#### [WHAT THE TASK REQUIRES]
From the records below, transcribe exactly the lines that begin at the line with "point: bird's head" and end at the line with "point: bird's beak", both included.

#### [Natural language region descriptions]

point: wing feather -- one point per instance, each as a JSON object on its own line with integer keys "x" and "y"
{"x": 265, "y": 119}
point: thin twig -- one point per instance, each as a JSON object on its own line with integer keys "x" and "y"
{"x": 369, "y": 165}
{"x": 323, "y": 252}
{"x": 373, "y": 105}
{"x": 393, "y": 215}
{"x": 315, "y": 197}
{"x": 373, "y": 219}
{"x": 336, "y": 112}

...

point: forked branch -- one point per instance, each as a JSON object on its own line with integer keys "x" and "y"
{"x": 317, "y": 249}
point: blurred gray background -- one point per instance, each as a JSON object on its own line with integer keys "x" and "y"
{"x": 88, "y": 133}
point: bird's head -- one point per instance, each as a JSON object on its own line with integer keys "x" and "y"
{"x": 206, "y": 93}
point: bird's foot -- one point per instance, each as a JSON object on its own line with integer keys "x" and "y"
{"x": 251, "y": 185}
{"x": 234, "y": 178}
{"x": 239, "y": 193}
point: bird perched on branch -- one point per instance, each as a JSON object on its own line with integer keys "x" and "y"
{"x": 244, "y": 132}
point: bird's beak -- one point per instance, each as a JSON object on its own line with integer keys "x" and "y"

#### [ANSWER TO THE EXERCISE]
point: bird's head -- one point per instance, each as a JSON object on its own line with integer keys "x" and "y"
{"x": 206, "y": 93}
point: bird's foot -- one point per instance, each as a JSON object on its own line with integer keys "x" and "y"
{"x": 251, "y": 185}
{"x": 234, "y": 178}
{"x": 239, "y": 193}
point: bird perched on branch -- one point per instance, each as a JSON object on its own line with integer keys "x" and "y"
{"x": 244, "y": 132}
point: bird's beak -- one point per instance, each as a JSON object on its own line with integer keys "x" and "y"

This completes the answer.